Return every line of the data below that contains the word "sleeve", unchanged.

* begin Information supplied *

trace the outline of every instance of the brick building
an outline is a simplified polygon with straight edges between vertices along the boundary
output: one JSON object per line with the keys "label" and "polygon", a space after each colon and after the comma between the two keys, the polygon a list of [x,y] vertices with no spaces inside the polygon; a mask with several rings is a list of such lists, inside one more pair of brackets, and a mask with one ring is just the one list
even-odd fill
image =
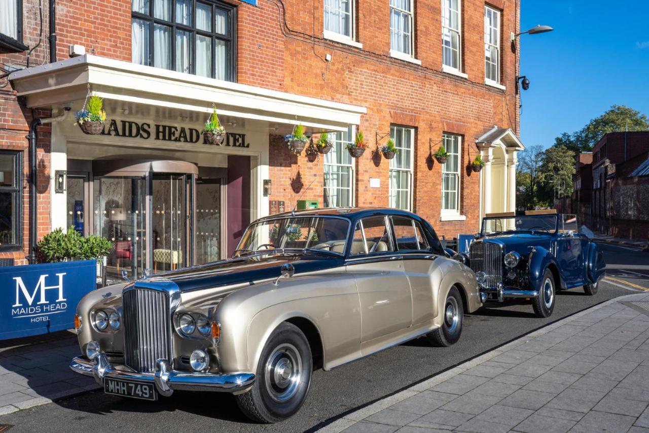
{"label": "brick building", "polygon": [[[59,0],[52,25],[55,8],[8,3],[0,257],[25,263],[31,240],[74,228],[112,240],[111,266],[134,274],[226,257],[251,219],[299,199],[412,210],[449,238],[515,209],[519,0]],[[97,135],[74,120],[91,93],[107,114]],[[200,136],[213,106],[221,146]],[[332,151],[291,153],[298,123]]]}

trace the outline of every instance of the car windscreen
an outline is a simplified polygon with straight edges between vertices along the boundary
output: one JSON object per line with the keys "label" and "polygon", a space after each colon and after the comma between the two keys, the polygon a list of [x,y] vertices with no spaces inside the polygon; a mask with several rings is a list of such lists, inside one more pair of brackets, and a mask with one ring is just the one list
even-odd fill
{"label": "car windscreen", "polygon": [[315,248],[344,254],[349,221],[324,216],[292,216],[251,225],[235,252],[241,254],[275,248]]}
{"label": "car windscreen", "polygon": [[526,231],[555,233],[557,215],[525,215],[485,218],[482,221],[483,235],[498,233]]}

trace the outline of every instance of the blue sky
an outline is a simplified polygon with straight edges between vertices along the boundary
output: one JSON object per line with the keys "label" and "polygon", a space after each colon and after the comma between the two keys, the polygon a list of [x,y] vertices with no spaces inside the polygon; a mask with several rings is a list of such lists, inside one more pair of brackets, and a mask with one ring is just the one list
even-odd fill
{"label": "blue sky", "polygon": [[520,122],[526,146],[551,146],[613,104],[649,116],[649,1],[520,3],[522,31],[554,28],[520,36],[520,75],[530,81]]}

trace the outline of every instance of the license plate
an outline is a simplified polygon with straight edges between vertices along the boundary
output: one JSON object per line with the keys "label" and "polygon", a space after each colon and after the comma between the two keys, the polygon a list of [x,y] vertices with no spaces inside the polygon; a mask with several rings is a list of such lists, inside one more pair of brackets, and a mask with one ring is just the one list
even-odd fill
{"label": "license plate", "polygon": [[158,400],[158,393],[153,384],[106,378],[104,379],[104,392],[142,400]]}

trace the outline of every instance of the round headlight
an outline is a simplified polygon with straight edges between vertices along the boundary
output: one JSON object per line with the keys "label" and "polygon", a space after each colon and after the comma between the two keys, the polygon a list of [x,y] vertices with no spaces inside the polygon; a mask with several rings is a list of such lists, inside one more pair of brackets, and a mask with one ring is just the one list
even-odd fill
{"label": "round headlight", "polygon": [[515,251],[510,251],[505,254],[505,266],[508,268],[515,268],[520,261],[520,254]]}
{"label": "round headlight", "polygon": [[190,365],[194,371],[204,371],[210,367],[210,356],[201,349],[196,349],[190,357]]}
{"label": "round headlight", "polygon": [[95,313],[95,326],[100,331],[103,331],[108,326],[108,315],[101,309]]}
{"label": "round headlight", "polygon": [[196,327],[198,328],[199,332],[206,337],[212,334],[212,324],[210,323],[207,317],[202,314],[196,320]]}
{"label": "round headlight", "polygon": [[88,359],[92,361],[99,354],[99,343],[97,341],[92,341],[88,343],[86,346],[86,356],[88,356]]}
{"label": "round headlight", "polygon": [[191,314],[183,314],[178,321],[180,332],[186,335],[191,335],[196,329],[196,321]]}
{"label": "round headlight", "polygon": [[478,285],[484,285],[485,282],[487,281],[487,274],[485,274],[482,270],[476,272],[476,282],[478,283]]}
{"label": "round headlight", "polygon": [[119,329],[119,315],[117,313],[117,311],[113,311],[108,316],[108,324],[116,331]]}

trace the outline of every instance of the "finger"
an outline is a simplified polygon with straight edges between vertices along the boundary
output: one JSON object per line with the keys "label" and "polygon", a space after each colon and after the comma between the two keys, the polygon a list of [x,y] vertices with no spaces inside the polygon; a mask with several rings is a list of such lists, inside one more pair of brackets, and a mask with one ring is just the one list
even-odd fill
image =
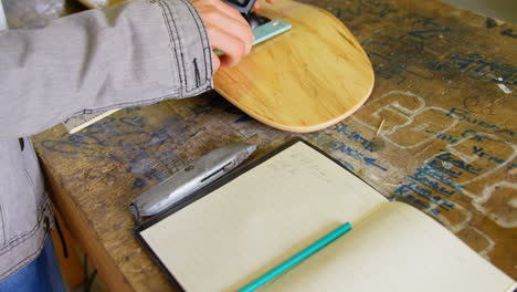
{"label": "finger", "polygon": [[221,50],[224,55],[220,56],[221,66],[233,66],[246,53],[245,43],[228,33],[224,30],[210,30],[210,39],[212,40],[212,46]]}
{"label": "finger", "polygon": [[213,65],[213,74],[218,72],[219,67],[221,66],[221,61],[219,60],[219,56],[212,52],[212,65]]}
{"label": "finger", "polygon": [[226,52],[225,48],[228,48],[228,45],[224,46],[225,38],[232,36],[236,39],[236,41],[241,42],[241,46],[244,48],[244,54],[250,53],[255,36],[253,35],[253,31],[247,22],[243,24],[234,19],[220,18],[217,20],[210,20],[208,23],[207,30],[213,49],[219,49],[225,54],[232,54],[232,52],[235,52],[235,49],[233,48],[235,45],[235,40],[233,43],[229,44],[231,45],[231,51]]}

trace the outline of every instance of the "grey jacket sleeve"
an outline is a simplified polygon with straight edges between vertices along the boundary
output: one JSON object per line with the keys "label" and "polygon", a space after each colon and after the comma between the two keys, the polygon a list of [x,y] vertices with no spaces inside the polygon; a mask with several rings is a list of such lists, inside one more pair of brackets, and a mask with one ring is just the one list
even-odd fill
{"label": "grey jacket sleeve", "polygon": [[188,0],[136,0],[0,32],[0,140],[82,114],[212,87],[207,30]]}

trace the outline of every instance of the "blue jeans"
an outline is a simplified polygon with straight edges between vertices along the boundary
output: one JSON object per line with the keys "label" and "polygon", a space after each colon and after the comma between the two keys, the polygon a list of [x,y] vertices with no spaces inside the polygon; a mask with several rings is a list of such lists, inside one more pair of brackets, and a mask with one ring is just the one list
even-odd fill
{"label": "blue jeans", "polygon": [[60,264],[49,234],[45,247],[38,258],[0,282],[0,292],[64,292],[65,285]]}

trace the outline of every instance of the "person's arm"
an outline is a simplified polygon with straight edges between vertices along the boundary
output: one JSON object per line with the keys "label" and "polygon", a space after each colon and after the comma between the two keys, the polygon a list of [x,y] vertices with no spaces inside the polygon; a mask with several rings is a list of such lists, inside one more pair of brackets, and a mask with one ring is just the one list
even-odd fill
{"label": "person's arm", "polygon": [[[214,1],[196,4],[213,7]],[[200,14],[207,17],[188,0],[138,0],[73,14],[44,29],[0,32],[0,140],[39,133],[85,112],[211,88],[208,32],[213,34],[213,22],[235,17],[217,8],[207,31]],[[250,34],[234,32],[239,44],[232,48],[246,48]],[[221,43],[228,36],[210,38]],[[239,60],[249,49],[241,51],[226,53]]]}

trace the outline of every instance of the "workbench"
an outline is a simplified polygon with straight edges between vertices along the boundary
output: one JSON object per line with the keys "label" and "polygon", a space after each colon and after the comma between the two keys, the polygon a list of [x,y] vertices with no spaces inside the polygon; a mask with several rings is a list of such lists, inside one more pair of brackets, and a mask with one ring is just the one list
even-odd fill
{"label": "workbench", "polygon": [[517,28],[436,0],[303,2],[340,19],[374,67],[371,97],[337,125],[277,131],[210,92],[33,136],[54,204],[104,281],[172,290],[133,237],[128,202],[229,142],[256,144],[258,157],[294,136],[517,279]]}

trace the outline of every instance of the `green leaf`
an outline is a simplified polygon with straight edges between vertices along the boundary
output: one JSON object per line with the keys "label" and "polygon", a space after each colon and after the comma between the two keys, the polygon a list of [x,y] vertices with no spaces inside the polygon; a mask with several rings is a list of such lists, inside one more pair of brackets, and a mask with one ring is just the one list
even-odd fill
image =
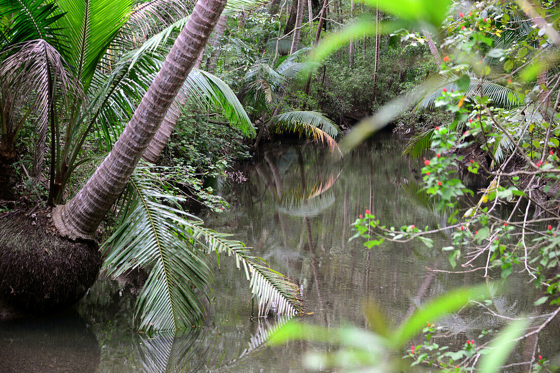
{"label": "green leaf", "polygon": [[391,344],[402,346],[421,331],[428,323],[433,323],[440,317],[456,311],[470,299],[481,296],[486,298],[488,295],[488,287],[484,284],[456,289],[438,297],[417,310],[395,330],[391,338]]}
{"label": "green leaf", "polygon": [[528,320],[515,321],[503,329],[488,346],[492,353],[487,353],[480,358],[479,369],[484,373],[497,373],[500,367],[506,362],[510,352],[515,346],[513,341],[525,333],[528,325]]}

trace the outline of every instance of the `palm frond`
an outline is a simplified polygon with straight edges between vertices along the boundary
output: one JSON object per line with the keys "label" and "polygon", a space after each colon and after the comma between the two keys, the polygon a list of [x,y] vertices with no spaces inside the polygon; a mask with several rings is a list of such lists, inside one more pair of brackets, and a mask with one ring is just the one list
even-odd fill
{"label": "palm frond", "polygon": [[109,251],[104,267],[110,275],[152,268],[137,300],[141,329],[190,328],[203,314],[192,286],[202,291],[209,270],[185,228],[191,216],[176,207],[180,201],[165,192],[149,168],[139,168],[122,200],[118,228],[103,245]]}
{"label": "palm frond", "polygon": [[[116,276],[137,267],[151,268],[137,301],[139,328],[175,330],[199,320],[202,308],[192,286],[202,292],[208,268],[205,251],[225,252],[242,265],[262,311],[276,305],[280,314],[302,309],[298,288],[288,278],[250,256],[230,235],[202,226],[184,211],[176,196],[161,180],[157,168],[139,167],[121,199],[118,228],[104,243],[109,251],[104,267]],[[219,257],[219,256],[218,256]]]}
{"label": "palm frond", "polygon": [[[15,44],[43,39],[60,50],[64,48],[60,29],[55,26],[64,15],[55,3],[45,0],[0,0],[0,18],[12,18],[9,27],[0,32],[0,51]],[[1,30],[0,30],[1,31]]]}
{"label": "palm frond", "polygon": [[342,153],[334,138],[340,131],[338,126],[316,111],[288,111],[270,118],[270,129],[278,132],[305,134],[329,149]]}
{"label": "palm frond", "polygon": [[[521,96],[515,91],[500,86],[485,79],[478,78],[473,75],[470,76],[469,88],[465,93],[466,97],[474,96],[488,96],[494,105],[507,107],[517,105],[522,101]],[[423,98],[416,106],[415,110],[432,109],[435,107],[436,100],[442,95],[445,87],[448,91],[458,91],[459,86],[456,82],[460,75],[456,74],[448,74],[442,75],[441,78],[435,81],[433,90],[431,89],[423,95]]]}
{"label": "palm frond", "polygon": [[420,158],[432,145],[432,136],[433,129],[430,129],[417,134],[408,140],[406,147],[403,150],[403,155],[408,155],[413,158]]}
{"label": "palm frond", "polygon": [[[14,107],[25,106],[29,112],[35,114],[24,116],[22,120],[32,118],[31,124],[35,127],[32,176],[36,178],[41,172],[49,121],[58,120],[55,116],[62,114],[57,107],[64,108],[68,103],[79,100],[82,92],[80,83],[67,70],[58,51],[45,40],[16,44],[6,50],[7,54],[11,54],[12,49],[17,51],[4,60],[0,68],[1,84],[12,92]],[[57,102],[60,105],[57,105]]]}
{"label": "palm frond", "polygon": [[266,316],[271,309],[279,315],[295,315],[303,311],[299,289],[290,279],[266,266],[261,258],[249,254],[242,243],[231,240],[232,235],[218,233],[202,226],[202,222],[191,222],[193,237],[204,242],[208,253],[226,253],[241,266],[249,281],[251,292],[259,305],[259,315]]}
{"label": "palm frond", "polygon": [[220,78],[203,70],[193,69],[187,78],[189,92],[201,100],[221,109],[224,116],[245,136],[254,137],[255,128],[243,105],[231,88]]}

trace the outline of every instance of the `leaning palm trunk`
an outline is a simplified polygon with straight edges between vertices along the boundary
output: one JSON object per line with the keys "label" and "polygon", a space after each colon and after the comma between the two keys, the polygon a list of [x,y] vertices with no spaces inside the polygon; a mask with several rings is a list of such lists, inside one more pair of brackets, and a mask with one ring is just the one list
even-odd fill
{"label": "leaning palm trunk", "polygon": [[290,54],[293,54],[297,50],[297,45],[300,44],[301,25],[304,23],[304,8],[305,6],[305,0],[298,0],[297,2],[297,12],[296,14],[296,28],[293,30],[292,48],[290,50]]}
{"label": "leaning palm trunk", "polygon": [[122,192],[204,48],[227,0],[199,0],[113,150],[83,187],[54,211],[63,235],[92,239]]}

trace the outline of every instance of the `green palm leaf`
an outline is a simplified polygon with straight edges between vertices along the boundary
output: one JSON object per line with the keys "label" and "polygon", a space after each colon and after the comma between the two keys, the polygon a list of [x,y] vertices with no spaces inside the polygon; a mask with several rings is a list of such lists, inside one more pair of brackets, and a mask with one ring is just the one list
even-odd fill
{"label": "green palm leaf", "polygon": [[139,328],[174,330],[199,320],[202,307],[192,286],[202,292],[207,285],[204,252],[226,253],[237,268],[243,266],[262,312],[273,306],[281,314],[301,311],[296,285],[230,235],[193,220],[197,218],[180,207],[185,199],[159,178],[158,168],[139,167],[133,174],[119,204],[118,228],[102,246],[109,252],[104,268],[110,275],[151,268],[137,301]]}
{"label": "green palm leaf", "polygon": [[59,50],[61,44],[60,29],[56,21],[63,16],[55,4],[45,0],[0,0],[0,18],[13,17],[4,32],[0,32],[0,50],[24,41],[43,39]]}
{"label": "green palm leaf", "polygon": [[288,111],[270,119],[270,129],[278,132],[305,134],[318,143],[326,144],[342,155],[334,138],[340,131],[338,126],[323,114],[316,111]]}
{"label": "green palm leaf", "polygon": [[66,15],[56,24],[70,44],[64,56],[87,91],[132,10],[132,0],[57,0],[57,4]]}

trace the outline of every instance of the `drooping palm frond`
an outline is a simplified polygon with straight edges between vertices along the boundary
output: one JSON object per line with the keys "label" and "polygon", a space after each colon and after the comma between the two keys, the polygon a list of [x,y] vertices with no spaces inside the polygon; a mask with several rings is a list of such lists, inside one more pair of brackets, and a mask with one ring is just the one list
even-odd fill
{"label": "drooping palm frond", "polygon": [[[198,296],[208,269],[201,254],[226,253],[242,265],[253,296],[263,312],[276,307],[279,314],[301,311],[298,288],[273,271],[230,235],[202,226],[180,209],[184,199],[166,188],[152,167],[139,167],[122,198],[118,228],[103,244],[109,251],[104,267],[118,276],[137,267],[151,267],[137,301],[141,329],[190,328],[202,315]],[[193,220],[195,219],[195,220]],[[218,256],[219,257],[219,256]]]}
{"label": "drooping palm frond", "polygon": [[223,81],[203,70],[193,69],[187,78],[187,84],[191,96],[198,96],[199,100],[221,110],[229,122],[245,136],[255,136],[255,128],[243,105]]}
{"label": "drooping palm frond", "polygon": [[290,216],[312,218],[332,206],[334,199],[333,193],[306,199],[292,197],[283,201],[282,206],[277,206],[276,209]]}
{"label": "drooping palm frond", "polygon": [[0,30],[0,51],[14,44],[43,39],[55,48],[61,44],[60,29],[54,25],[63,16],[54,2],[45,0],[0,0],[0,18],[11,17],[9,27]]}
{"label": "drooping palm frond", "polygon": [[87,92],[100,62],[128,18],[132,0],[57,0],[57,3],[66,13],[56,22],[68,41],[68,49],[63,55]]}
{"label": "drooping palm frond", "polygon": [[[16,51],[11,54],[12,50]],[[11,92],[13,111],[23,109],[26,114],[18,124],[10,123],[14,129],[21,128],[26,119],[32,119],[35,127],[35,139],[32,176],[38,177],[41,171],[43,160],[46,149],[47,133],[49,124],[58,126],[58,108],[64,108],[82,97],[79,82],[67,70],[66,64],[57,49],[45,40],[38,39],[16,44],[6,50],[8,55],[0,68],[0,84],[4,91]],[[57,105],[57,102],[60,105]],[[34,115],[30,115],[31,113]],[[3,114],[12,119],[11,112]],[[52,135],[55,135],[54,134]]]}
{"label": "drooping palm frond", "polygon": [[173,207],[180,201],[165,192],[149,169],[139,168],[121,201],[118,228],[103,244],[109,251],[104,267],[110,275],[151,267],[137,300],[141,329],[190,328],[203,314],[192,286],[202,292],[209,270],[185,228],[191,216]]}
{"label": "drooping palm frond", "polygon": [[299,289],[290,279],[268,267],[261,258],[249,255],[242,243],[230,239],[232,235],[217,233],[201,224],[193,223],[193,237],[205,243],[208,254],[226,253],[234,257],[238,269],[243,266],[251,292],[258,303],[259,317],[266,316],[273,309],[279,315],[295,315],[303,311],[298,298]]}
{"label": "drooping palm frond", "polygon": [[338,126],[316,111],[288,111],[270,118],[270,129],[278,132],[305,134],[318,143],[326,144],[332,151],[342,153],[334,138],[340,131]]}
{"label": "drooping palm frond", "polygon": [[[522,101],[519,93],[507,87],[500,86],[483,78],[478,78],[470,74],[469,75],[470,81],[469,88],[465,93],[465,97],[486,96],[492,100],[494,105],[502,107],[516,105]],[[434,87],[433,91],[426,92],[414,110],[433,108],[435,107],[436,100],[441,96],[444,87],[449,92],[459,89],[456,81],[460,77],[459,74],[449,74],[435,81],[435,84],[437,87]]]}
{"label": "drooping palm frond", "polygon": [[432,128],[413,136],[408,140],[406,147],[403,150],[403,155],[408,154],[414,159],[420,158],[432,145],[433,130]]}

* end Information supplied *

**Exercise result:**
trace the outline of every instance of the "grey jacket sleeve"
{"label": "grey jacket sleeve", "polygon": [[188,0],[136,0],[0,32],[0,140],[82,114],[212,87],[207,30]]}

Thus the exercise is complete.